**Document text:**

+ + + +

BOYCOTTS AND THE LIMITING OF PRODUCTS
When free from the taint of monopoly,
trade unions, as has been shown, help rather than
hinder the natural forces of distribution. Collective
bargaining is normal, but barring men from a field
of employment is not so. Connected with this
undemocratic policy are certain practices which aim
to benefit some laborers at the cost of others, and
thus tend to pervert the distributive process.
Restrictions on the Number of Members
in a Trade Union. - If a trade union
were altogether a private organization, it might properly
control the number of its own members. Before
it is formed all members of the craft it represents
are, of course, non-union workers, and the aim of
the founders is to “unionize the trade” - that
is, to enlist, in the membership of the body, as large
a proportion as is possible of the men already working
in the subgroup which the union represents. From
that time on it can fix its own standard of admission,
and allow its membership to increase slowly or rapidly
as its interests may seem to dictate.
How a too Narrow Policy defeats
its Own End. - Very narrow restrictions,
while they keep men out of the union, attract them
to the trade itself. An extreme scarcity of union
labor and the high pay it signifies causes the establishment
of new mills or shops run altogether by non-union
men. If these mills and shops are successful,
the union may later admit their employees to membership;
and a series of successful efforts to produce goods
by the aid of unorganized labor thus interferes with
the exclusive policy of unions. The number of
their members grows in spite of efforts to the contrary.
Free Admission to a Trade Equivalent
to Free Admission to a Union. - We may
recognize as one of the principles in the case that
free admission to the craft itself involves free admission
to the union. When once men are successfully
practicing the trade, the union is eager to include
them, though it enlarges its own membership by the
process.
How a Government might prevent
a Monopoly of Labor. - It is entirely
possible that a government might require trade unions
to incorporate themselves, and might include in the
charter a clause requiring the free admission of qualified
members, subject only to such dues as the reasonable
needs of the union might require. That is not
an immediate probability, but the end in view can
be attained by making membership in the trade itself
practically free - which means protecting
from violence the men who practice it without joining
the union. This is not difficult where a mill
in an isolated place is run altogether by independent
labor, and it is natural that the unions should endeavor,
in other ways than the crudely illegal ones, to prevent
the successful running of such mills. If they
run with success, their employees will have to be
attracted into the unions. A measure designed
to impede the running of non-union mills is the boycott.

+ + + +

[Dataset rows]
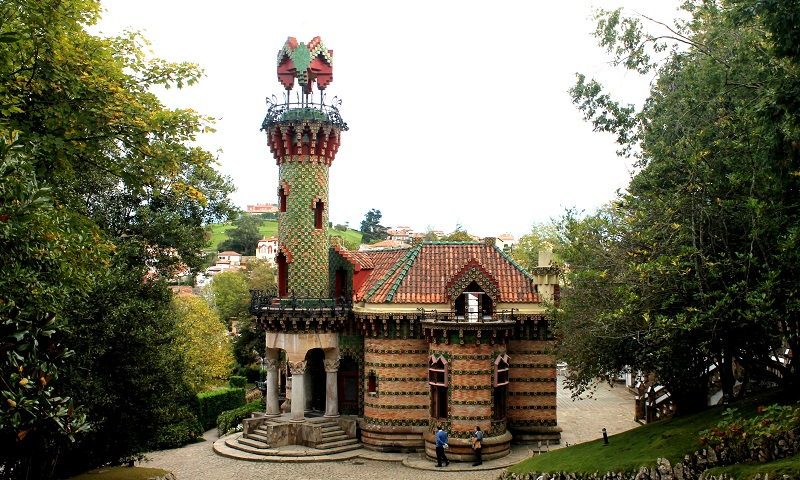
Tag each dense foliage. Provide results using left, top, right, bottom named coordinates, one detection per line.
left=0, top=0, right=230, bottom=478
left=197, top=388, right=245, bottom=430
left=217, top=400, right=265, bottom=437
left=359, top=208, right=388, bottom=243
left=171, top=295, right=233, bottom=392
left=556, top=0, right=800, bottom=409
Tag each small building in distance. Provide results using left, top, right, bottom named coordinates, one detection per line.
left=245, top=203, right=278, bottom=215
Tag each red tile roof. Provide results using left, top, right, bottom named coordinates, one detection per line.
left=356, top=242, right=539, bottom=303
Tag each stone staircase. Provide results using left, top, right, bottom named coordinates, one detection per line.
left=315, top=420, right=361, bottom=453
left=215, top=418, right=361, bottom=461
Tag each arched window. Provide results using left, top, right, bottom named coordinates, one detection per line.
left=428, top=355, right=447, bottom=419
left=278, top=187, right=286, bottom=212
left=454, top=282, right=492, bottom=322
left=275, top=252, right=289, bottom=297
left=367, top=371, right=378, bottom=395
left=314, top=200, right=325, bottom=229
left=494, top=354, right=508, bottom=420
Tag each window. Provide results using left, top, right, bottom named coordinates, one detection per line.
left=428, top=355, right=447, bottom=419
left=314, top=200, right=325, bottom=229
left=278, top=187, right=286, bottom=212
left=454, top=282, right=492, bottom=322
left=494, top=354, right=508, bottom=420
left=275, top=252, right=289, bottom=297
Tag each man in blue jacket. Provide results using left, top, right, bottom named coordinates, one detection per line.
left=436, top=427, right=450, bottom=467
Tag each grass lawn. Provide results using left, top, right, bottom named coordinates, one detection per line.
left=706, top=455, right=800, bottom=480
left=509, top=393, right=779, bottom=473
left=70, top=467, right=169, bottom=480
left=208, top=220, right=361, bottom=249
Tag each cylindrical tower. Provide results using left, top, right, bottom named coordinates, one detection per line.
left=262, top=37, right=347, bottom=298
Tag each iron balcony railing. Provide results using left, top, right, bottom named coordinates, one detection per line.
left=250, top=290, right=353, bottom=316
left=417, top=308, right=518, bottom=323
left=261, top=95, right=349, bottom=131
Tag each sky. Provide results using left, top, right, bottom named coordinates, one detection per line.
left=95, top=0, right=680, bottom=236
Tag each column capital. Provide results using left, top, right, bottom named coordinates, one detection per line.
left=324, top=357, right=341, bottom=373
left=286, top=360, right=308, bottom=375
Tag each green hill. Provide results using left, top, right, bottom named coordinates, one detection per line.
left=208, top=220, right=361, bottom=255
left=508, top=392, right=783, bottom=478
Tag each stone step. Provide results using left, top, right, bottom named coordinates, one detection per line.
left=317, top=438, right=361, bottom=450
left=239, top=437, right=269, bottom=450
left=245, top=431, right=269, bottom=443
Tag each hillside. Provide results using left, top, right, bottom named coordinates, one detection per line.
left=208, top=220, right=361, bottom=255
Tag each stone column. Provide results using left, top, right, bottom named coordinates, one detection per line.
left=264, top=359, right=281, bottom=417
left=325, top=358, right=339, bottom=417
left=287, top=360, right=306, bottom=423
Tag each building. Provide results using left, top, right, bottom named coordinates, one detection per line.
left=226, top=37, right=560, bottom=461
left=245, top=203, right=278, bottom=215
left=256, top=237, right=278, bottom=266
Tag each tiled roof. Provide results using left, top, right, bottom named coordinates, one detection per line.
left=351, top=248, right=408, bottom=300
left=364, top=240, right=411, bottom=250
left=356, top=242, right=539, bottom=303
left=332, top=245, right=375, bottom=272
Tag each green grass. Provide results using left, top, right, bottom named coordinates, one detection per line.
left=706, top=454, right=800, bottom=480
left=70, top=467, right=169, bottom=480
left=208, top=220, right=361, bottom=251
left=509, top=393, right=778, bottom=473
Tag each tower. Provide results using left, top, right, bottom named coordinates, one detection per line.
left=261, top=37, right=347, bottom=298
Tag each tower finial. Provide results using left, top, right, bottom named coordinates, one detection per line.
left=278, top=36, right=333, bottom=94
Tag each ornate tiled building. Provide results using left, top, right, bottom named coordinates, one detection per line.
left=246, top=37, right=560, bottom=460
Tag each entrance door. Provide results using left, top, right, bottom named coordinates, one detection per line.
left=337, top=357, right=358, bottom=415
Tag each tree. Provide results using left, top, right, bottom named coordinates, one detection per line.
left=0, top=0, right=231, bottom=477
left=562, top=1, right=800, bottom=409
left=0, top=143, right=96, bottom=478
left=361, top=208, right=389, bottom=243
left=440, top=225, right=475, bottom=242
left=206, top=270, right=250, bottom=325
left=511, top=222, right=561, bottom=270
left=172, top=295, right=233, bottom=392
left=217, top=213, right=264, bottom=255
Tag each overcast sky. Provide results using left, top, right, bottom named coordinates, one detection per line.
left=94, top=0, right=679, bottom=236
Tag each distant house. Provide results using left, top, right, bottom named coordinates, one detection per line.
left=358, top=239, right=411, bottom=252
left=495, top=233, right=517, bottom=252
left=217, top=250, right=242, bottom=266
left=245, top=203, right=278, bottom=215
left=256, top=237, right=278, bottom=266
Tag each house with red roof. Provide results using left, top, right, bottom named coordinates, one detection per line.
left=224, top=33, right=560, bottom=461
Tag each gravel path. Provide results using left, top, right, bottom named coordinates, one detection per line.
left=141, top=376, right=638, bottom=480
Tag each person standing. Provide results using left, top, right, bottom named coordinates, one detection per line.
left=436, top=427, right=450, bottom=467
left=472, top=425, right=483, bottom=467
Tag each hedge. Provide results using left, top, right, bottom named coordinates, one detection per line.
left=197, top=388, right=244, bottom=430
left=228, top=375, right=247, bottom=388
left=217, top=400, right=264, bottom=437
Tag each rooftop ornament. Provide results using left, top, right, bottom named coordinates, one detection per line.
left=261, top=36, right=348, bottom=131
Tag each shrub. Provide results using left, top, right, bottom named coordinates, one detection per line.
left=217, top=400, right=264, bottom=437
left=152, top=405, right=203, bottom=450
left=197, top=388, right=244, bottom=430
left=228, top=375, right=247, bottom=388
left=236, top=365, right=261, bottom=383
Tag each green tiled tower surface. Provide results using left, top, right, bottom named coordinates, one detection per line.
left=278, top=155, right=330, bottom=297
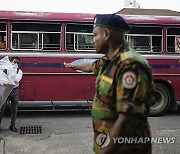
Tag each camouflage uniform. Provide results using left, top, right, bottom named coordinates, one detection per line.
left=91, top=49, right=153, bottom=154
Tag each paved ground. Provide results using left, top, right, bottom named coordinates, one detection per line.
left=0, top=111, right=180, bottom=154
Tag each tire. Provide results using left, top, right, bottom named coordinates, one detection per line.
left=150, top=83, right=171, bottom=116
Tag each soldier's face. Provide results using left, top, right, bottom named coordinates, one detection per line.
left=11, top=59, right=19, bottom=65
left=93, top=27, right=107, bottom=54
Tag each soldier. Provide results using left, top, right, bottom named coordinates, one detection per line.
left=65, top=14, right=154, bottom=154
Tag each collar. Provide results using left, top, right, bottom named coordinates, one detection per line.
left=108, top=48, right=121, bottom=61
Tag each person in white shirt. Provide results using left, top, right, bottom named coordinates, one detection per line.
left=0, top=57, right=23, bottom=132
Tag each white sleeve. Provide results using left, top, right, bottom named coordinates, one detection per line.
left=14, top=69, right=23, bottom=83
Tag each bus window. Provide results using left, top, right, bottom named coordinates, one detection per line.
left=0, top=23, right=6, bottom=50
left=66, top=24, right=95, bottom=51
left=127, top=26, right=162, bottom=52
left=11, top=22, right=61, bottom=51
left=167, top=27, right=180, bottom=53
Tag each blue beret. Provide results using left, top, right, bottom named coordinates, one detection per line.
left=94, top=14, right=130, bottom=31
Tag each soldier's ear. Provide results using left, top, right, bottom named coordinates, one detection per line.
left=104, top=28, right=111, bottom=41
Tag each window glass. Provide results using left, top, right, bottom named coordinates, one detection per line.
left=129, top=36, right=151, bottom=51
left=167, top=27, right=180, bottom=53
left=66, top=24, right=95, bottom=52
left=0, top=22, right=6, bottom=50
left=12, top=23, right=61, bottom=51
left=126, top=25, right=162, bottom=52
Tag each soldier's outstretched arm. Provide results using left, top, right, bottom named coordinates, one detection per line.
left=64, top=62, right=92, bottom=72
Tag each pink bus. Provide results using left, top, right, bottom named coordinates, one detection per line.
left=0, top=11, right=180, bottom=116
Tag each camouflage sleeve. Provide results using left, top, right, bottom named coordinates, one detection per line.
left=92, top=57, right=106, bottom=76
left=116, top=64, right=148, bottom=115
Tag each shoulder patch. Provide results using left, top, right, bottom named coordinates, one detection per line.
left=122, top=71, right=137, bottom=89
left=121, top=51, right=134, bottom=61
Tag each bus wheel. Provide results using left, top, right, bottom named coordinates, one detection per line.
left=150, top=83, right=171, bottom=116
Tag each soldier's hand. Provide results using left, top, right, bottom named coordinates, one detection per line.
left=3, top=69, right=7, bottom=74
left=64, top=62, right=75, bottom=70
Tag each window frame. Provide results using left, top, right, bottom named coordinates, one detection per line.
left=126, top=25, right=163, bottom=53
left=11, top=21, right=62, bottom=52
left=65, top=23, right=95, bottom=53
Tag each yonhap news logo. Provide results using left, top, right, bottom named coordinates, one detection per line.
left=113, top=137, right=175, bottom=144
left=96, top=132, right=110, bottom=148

+ + + +

**Given instruction 1:** Decide whether each statement below agrees with the passage on trade unions and boycotts, answering yes or no and quoting the words of the passage that settle it. (a) Very narrow limits on union membership draw men into the trade itself. (b) A government requirement that unions incorporate with free admission of qualified members is called an immediate probability. (c) Collective bargaining is described as abnormal.
**Given instruction 2:** Write the next part of the passage on trade unions and boycotts, starting after its final sentence.

**Right answer 1:**
(a) Yes: "Very narrow restrictions, while they keep men out of the union, attract them to the trade itself."
(b) No: "That is not an immediate probability"
(c) No: "Collective bargaining is normal"

**Right answer 2:**
It is a measure which does not involve force and which
is yet of not a little value to workers.
The Nature and Varieties of the
Boycott. - A boycott is a concurrent
refusal to use or handle certain articles. In
its original or negative form, the boycott enjoins
upon workers that they shall let certain specified
articles alone. If they are completed goods, they
must not buy them for consumption; and if they are
raw materials, or goods in the making, they must not
do any work upon them or upon any product into which
they enter. They may thus boycott the mantels
of a dwelling house and refuse to put them in position,
or, in case they have been put in position by other
workmen, they may, as an extreme measure, refuse to
do further work on the house until they are taken out.
A producers’ boycott, such as this, falls in
quite a different category from the direct consumers’
boycott, or the refusal to use a completed article.
When a raw material is put under the ban, workers strike
if an employer insists on using it. If the cause
of the boycott is some disagreement between the maker
of the raw material and his workmen, the measure amounts
to the threat of a sympathetic strike in aid of the
aggrieved workers. If the cause is the fact that
the materials were made in a non-union shop, the men
who thus made them have no grievance, but the union
in the trade to which these men belong has one.
It consists in the mere fact that the non-union men
are working at the trade at all and that their employer
is finding a market for their product. Workers
in other trades are called on to aid this union by
a sympathetic strike, either threatened or actually
put into effect. Such a boycott as this may therefore
be described as amounting to a potential or actual
sympathetic strike somewhat strategically planned.
If the strike actually comes, it may assist the men
in whose cause it is undertaken; and the principles
which govern such a boycott are those which govern
strikes of the sympathetic kind.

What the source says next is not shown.